◆ Exercise material
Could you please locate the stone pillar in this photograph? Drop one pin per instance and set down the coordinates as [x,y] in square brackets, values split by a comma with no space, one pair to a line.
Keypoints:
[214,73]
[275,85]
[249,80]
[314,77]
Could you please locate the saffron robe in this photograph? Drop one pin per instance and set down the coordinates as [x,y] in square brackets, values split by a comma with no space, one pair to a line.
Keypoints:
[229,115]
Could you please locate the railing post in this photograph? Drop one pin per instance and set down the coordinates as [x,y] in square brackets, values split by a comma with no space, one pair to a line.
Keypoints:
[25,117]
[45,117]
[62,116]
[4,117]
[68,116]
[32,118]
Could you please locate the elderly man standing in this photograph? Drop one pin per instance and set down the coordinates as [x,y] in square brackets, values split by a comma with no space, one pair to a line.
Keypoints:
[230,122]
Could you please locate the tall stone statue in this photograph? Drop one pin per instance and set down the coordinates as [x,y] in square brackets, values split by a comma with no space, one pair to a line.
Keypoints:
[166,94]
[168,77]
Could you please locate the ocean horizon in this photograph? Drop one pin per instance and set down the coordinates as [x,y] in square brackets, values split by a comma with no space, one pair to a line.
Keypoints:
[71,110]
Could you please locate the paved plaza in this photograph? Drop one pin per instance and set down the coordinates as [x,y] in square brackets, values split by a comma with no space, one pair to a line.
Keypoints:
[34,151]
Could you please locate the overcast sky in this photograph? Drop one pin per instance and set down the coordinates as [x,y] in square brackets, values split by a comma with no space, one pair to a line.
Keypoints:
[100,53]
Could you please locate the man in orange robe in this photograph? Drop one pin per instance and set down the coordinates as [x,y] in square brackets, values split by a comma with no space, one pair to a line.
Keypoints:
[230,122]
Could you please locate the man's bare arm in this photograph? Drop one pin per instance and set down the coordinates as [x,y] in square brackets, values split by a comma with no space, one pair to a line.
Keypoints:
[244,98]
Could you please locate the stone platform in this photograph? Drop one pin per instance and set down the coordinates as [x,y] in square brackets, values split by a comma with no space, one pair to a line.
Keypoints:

...

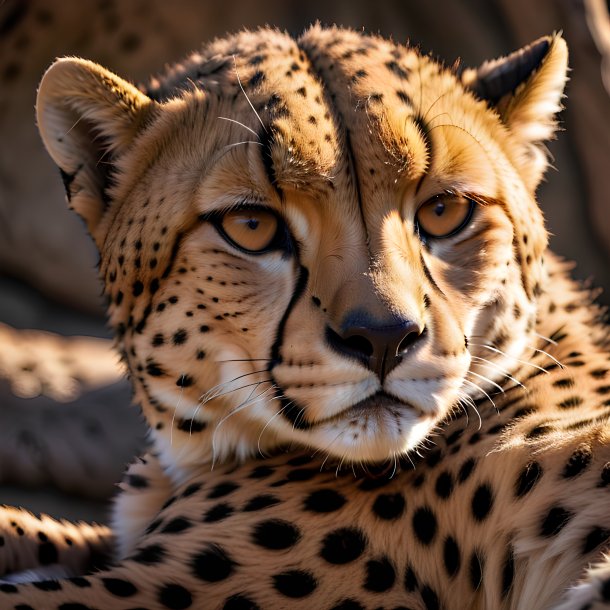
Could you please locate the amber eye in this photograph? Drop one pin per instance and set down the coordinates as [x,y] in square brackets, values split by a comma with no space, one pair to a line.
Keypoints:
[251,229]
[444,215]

* * *

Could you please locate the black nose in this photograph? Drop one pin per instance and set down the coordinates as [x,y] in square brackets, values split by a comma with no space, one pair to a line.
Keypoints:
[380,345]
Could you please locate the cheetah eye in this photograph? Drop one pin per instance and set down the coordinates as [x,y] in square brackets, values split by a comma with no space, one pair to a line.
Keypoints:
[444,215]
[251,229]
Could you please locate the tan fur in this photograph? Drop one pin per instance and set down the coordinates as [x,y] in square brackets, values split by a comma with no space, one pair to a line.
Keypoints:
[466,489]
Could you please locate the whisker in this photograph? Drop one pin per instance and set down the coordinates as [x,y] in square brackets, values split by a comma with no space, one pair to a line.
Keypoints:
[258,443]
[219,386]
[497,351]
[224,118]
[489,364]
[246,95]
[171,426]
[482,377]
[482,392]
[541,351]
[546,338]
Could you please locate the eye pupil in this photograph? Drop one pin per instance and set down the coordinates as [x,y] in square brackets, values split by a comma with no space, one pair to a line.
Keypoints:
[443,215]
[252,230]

◆ Assigned task
The lines to return are those in the entries above that hold "robe".

◆ Output of the task
Could you please locate the saffron robe in this photograph? Drop one pin per instance and set down the coordinates as [x,y] in square brackets, values split by a comma with no space, one pair to a line.
Could you please locate the man in orange robe in this photograph? Drop one pin per instance and set down the coordinates as [x,y] in square brackets, values split by a comma with no space, one pair to a line.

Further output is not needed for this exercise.